# Exercise goal
Print the listing below verbatim, keeping every line unchanged from start to finish.

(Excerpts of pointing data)
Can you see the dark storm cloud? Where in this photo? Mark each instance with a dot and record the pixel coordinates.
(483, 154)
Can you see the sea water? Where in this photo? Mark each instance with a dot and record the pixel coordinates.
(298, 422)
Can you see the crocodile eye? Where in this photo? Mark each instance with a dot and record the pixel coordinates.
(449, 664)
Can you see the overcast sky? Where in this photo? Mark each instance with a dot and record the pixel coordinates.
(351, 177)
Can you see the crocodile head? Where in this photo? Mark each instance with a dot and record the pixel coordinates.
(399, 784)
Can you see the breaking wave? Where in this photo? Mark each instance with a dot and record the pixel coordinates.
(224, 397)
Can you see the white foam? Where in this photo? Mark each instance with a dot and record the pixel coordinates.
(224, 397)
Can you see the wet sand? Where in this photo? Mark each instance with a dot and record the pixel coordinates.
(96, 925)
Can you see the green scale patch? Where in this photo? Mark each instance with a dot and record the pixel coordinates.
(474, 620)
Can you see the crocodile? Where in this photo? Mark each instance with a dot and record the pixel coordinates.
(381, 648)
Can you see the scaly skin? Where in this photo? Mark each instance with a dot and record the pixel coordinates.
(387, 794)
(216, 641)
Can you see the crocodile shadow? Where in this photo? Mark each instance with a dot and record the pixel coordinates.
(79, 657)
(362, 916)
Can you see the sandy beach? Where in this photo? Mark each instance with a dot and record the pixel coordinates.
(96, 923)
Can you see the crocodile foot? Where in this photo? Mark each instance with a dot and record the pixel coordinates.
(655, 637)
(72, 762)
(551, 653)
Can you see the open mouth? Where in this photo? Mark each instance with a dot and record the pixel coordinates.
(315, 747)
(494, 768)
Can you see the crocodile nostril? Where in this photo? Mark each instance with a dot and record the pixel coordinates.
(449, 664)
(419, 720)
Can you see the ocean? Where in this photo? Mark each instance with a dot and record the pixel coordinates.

# Response
Can you see the dark storm cloud? Where in this photo? Mark each instance with a dot and record the pixel coordinates.
(483, 154)
Can you see the sea water? Where in this photo? Mark each instance with a dot and record the pixel coordinates.
(298, 422)
Can you see the crocodile eye? Where in this photo? Mark each instance with a dot and record the pixel coordinates.
(449, 664)
Can you see the overcast sky? Where in this photo? Mark each instance with a dot and record the pixel coordinates.
(351, 177)
Can you see the crocodile head? Where in this photo? Mark each instance with a dot and record the pixel coordinates.
(399, 784)
Can you see the breaking wave? Where in this photo? Mark each instance with a dot and record the pixel coordinates.
(224, 397)
Can you see the white foam? Where in this photo? Mark each instance with a dot and record the pixel coordinates.
(224, 397)
Can you see the wet sand? Where in this photo? Mark each instance with a dot and record the pixel coordinates.
(96, 925)
Can you see the green scale patch? Where in this photo? Mark each instance with a dot and record the pixel coordinates.
(474, 620)
Can you see the crocodile? Where in this photo? Mark each instance with a dot and record the pixel coordinates.
(381, 648)
Can you see the scaly skin? Where in this photo? Mark each instance with a dot and record the pixel coordinates.
(387, 794)
(216, 641)
Can you see the crocodile shadow? Where in this photo? Mark each instance with a dot and record the pixel coordinates.
(79, 657)
(362, 916)
Can you see the sandy beach? Where in this photo? Mark each instance with a dot and record the pixel coordinates.
(96, 923)
Can you see the crocodile foot? Where in this photo? Mark each instance with a dot and record the pixel coordinates.
(655, 637)
(72, 762)
(551, 653)
Can you see the open mouth? Where in this photo? Mark each instance with a dot and record the pixel coordinates.
(315, 747)
(494, 768)
Can you see the crocodile nostril? Where in this photo? Mark each instance with a dot and record the pixel coordinates.
(449, 664)
(419, 720)
Can you see the ocean? Where in this photo? Mark each instance with a dot and record the pixel coordinates.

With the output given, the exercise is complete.